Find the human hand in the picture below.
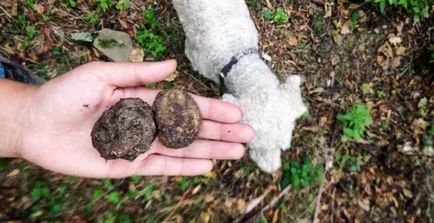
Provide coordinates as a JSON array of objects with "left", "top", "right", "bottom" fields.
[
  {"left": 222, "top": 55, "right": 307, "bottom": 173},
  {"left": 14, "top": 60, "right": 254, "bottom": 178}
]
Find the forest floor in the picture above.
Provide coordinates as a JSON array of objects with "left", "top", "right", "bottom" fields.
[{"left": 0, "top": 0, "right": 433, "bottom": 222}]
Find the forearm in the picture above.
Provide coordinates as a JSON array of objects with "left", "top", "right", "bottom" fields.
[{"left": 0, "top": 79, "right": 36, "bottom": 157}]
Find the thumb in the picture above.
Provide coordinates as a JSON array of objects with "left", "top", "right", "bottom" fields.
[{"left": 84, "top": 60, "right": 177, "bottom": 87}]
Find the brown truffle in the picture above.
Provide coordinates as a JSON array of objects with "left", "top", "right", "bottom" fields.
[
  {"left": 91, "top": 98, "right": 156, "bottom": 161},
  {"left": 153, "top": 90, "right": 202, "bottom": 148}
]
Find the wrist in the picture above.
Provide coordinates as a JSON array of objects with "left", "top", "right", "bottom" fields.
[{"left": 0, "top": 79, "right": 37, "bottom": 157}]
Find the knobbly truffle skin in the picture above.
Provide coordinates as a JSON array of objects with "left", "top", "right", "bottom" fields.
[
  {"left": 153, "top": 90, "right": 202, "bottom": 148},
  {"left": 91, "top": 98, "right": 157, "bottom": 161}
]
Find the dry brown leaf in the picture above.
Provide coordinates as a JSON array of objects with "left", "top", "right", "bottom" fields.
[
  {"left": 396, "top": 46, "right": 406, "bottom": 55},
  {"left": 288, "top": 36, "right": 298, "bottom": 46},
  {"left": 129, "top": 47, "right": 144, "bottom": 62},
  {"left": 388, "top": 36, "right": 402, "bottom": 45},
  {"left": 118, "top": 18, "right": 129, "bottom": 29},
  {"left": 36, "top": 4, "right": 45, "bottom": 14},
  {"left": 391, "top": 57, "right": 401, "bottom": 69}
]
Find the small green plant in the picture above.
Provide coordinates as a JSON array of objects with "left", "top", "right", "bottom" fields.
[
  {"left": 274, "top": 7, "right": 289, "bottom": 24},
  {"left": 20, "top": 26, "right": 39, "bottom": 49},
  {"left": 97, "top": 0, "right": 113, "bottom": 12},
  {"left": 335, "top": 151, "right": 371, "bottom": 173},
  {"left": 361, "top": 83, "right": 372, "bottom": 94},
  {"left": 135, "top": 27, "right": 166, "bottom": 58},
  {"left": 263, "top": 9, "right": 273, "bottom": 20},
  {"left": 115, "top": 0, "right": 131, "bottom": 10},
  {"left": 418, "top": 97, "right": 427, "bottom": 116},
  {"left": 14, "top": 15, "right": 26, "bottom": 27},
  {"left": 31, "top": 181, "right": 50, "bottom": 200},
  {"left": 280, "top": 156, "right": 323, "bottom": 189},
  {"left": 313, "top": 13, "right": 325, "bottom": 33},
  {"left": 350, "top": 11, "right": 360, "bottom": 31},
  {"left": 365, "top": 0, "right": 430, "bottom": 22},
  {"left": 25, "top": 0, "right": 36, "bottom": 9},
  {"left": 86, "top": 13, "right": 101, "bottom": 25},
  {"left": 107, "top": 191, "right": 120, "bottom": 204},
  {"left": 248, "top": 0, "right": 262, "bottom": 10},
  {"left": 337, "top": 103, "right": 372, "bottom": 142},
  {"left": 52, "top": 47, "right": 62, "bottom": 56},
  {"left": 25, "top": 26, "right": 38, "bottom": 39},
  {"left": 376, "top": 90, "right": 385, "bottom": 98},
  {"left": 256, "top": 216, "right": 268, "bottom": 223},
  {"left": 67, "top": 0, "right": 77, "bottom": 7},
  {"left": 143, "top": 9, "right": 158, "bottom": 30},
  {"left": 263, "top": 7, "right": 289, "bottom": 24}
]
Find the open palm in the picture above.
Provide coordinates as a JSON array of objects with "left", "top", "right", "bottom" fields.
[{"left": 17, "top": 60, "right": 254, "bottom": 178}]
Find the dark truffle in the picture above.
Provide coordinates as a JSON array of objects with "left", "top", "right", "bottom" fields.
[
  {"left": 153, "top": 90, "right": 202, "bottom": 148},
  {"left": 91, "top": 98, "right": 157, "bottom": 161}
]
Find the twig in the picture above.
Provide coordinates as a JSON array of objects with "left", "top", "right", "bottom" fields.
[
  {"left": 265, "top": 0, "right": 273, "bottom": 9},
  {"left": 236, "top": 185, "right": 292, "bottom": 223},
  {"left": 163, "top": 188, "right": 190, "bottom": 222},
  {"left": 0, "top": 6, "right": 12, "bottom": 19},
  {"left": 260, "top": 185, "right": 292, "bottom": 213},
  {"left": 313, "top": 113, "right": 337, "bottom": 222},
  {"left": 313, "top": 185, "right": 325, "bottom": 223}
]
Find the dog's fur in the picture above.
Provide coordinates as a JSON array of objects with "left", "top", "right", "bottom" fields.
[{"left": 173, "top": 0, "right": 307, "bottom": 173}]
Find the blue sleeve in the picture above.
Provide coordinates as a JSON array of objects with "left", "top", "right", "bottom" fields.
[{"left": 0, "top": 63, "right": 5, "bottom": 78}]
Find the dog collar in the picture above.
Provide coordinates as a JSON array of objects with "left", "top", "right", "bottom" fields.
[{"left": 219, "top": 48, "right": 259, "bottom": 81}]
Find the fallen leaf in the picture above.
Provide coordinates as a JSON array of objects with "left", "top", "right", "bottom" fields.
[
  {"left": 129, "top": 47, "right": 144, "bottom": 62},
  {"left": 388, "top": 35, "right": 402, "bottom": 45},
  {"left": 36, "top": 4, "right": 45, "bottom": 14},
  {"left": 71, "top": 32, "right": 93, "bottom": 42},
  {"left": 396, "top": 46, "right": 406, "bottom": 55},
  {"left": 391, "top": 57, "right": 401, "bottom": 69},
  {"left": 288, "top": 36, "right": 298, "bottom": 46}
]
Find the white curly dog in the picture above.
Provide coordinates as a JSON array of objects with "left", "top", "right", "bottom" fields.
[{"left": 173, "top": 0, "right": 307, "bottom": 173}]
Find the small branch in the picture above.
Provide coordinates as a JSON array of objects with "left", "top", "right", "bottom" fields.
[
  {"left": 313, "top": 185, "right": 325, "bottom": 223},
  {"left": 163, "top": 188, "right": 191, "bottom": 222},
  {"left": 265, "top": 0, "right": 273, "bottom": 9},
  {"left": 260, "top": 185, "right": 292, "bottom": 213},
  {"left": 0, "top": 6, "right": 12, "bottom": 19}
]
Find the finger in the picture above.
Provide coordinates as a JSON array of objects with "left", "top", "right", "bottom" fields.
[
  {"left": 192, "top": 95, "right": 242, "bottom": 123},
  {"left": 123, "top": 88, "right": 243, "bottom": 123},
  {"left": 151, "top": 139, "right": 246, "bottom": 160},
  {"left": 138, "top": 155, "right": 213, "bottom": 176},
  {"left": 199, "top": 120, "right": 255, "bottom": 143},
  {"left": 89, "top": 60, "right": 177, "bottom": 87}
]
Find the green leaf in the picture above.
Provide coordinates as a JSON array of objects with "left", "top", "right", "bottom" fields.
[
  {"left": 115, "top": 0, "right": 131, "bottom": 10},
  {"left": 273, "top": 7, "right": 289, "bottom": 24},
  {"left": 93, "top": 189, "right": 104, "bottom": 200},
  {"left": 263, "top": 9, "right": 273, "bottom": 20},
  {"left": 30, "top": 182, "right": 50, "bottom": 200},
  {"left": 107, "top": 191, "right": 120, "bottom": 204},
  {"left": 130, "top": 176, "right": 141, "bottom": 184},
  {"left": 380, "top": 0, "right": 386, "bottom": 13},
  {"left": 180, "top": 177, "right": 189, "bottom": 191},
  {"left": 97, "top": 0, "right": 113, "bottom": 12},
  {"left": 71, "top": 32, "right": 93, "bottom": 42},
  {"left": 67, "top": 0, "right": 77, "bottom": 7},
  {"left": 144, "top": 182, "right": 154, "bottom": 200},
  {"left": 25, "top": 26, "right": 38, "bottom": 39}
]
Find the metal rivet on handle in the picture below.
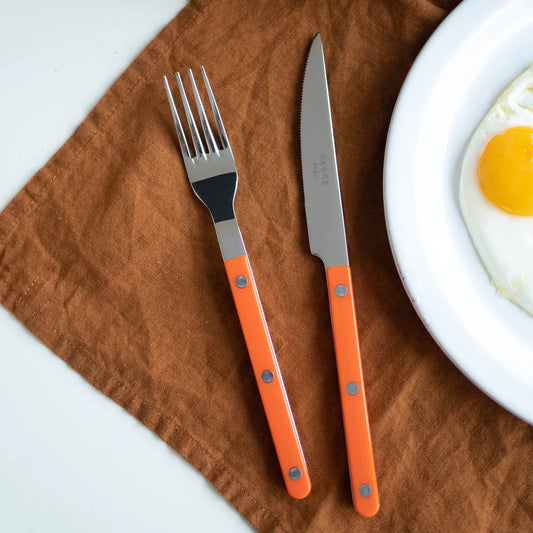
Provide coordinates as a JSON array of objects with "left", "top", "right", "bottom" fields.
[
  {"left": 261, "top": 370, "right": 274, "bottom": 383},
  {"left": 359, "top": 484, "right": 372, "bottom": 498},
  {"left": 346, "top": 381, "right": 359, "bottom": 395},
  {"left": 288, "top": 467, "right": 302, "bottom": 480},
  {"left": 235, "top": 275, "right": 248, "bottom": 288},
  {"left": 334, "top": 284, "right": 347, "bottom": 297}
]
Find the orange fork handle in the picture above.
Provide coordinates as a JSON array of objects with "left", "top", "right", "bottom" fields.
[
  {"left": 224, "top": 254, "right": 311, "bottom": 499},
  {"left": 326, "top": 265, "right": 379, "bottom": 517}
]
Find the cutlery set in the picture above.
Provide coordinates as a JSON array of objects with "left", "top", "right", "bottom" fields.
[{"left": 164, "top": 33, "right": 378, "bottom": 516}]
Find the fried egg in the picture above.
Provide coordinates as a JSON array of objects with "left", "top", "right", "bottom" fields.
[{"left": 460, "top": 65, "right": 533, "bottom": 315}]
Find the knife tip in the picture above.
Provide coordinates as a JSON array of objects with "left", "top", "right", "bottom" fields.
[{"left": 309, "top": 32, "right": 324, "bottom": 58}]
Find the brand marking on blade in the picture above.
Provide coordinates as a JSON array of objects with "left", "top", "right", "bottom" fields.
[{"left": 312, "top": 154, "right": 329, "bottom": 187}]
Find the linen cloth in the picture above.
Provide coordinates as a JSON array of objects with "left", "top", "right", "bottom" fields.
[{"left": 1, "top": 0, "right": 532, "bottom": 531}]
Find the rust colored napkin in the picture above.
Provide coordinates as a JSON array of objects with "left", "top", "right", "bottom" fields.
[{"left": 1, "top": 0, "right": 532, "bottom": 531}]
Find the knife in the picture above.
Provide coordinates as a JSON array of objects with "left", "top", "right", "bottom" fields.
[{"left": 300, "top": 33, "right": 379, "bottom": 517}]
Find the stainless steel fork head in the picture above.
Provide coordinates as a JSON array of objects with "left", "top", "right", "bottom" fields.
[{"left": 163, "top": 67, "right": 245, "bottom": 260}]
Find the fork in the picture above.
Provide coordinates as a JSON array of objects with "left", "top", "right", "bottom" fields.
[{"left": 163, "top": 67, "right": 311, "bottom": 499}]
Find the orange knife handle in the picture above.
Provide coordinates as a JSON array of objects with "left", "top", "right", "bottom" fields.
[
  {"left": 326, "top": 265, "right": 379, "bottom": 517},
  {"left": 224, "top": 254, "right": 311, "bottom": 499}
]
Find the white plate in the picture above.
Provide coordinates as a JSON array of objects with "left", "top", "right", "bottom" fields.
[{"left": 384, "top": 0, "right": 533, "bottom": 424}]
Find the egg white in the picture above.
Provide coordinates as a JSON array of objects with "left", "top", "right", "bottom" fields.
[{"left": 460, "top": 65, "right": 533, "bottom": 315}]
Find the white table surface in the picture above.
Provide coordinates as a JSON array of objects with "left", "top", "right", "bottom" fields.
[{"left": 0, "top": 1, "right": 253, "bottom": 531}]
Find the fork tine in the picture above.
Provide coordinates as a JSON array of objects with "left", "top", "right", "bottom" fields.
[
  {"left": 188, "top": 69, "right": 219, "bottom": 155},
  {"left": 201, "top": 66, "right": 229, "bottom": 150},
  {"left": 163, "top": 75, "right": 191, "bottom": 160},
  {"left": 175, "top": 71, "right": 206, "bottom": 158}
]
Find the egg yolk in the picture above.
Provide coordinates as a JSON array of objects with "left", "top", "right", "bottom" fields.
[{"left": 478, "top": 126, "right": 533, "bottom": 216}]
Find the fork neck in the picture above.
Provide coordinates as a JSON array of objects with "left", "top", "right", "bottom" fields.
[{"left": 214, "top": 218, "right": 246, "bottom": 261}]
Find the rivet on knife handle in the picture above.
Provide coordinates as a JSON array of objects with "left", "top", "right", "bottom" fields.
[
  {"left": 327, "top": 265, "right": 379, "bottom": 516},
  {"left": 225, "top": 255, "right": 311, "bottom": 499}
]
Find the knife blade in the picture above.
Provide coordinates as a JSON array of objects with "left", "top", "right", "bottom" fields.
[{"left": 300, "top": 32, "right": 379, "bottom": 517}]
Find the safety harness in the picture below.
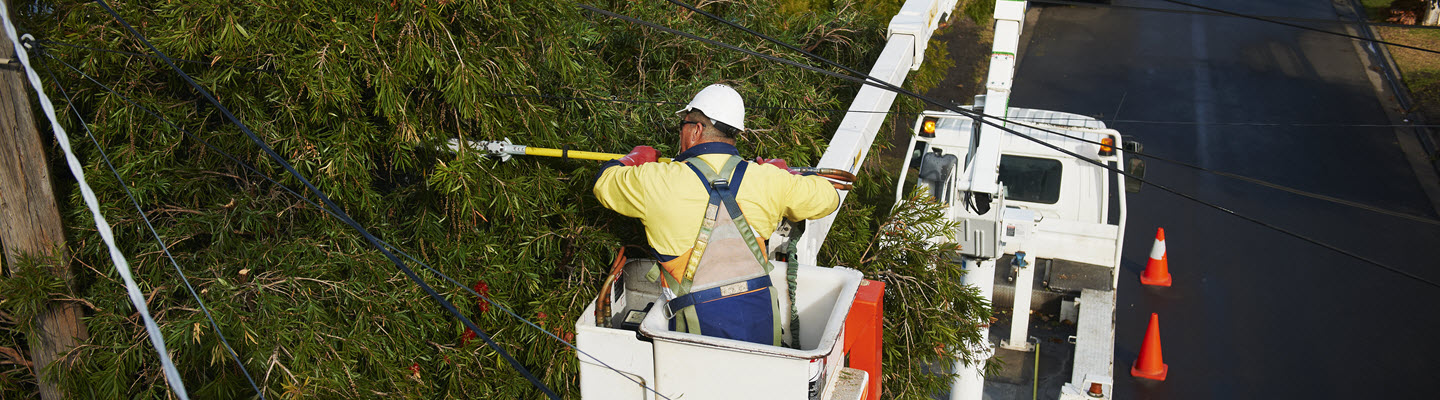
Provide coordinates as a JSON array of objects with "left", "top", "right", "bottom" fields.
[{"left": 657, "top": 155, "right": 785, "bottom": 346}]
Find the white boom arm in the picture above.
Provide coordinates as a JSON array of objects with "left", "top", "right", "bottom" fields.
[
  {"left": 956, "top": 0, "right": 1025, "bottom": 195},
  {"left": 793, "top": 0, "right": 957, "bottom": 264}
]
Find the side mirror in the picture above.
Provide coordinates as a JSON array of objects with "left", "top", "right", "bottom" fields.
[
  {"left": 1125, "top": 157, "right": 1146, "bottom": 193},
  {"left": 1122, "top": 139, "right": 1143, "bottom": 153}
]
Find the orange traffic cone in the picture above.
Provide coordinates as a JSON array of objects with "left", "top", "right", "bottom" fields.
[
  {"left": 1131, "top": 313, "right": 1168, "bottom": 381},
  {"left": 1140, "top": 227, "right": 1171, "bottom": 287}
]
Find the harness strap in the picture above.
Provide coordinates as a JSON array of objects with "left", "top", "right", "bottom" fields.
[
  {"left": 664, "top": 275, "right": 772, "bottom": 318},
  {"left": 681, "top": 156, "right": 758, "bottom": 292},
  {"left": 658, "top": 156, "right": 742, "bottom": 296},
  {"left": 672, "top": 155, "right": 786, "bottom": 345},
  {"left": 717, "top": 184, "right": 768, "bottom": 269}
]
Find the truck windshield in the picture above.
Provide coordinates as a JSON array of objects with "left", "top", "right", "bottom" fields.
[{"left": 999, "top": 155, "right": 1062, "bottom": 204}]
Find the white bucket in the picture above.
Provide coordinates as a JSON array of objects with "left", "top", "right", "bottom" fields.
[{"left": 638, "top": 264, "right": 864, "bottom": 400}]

◆ WORK ORDER ◆
Return a copy of each line in the records above that has "leaf" in it.

◆ RESULT OF THIS EXERCISE ◆
Find the dry brown leaf in the picture above.
Find the fallen leaf in the picture above.
Find the green leaf in the picture above.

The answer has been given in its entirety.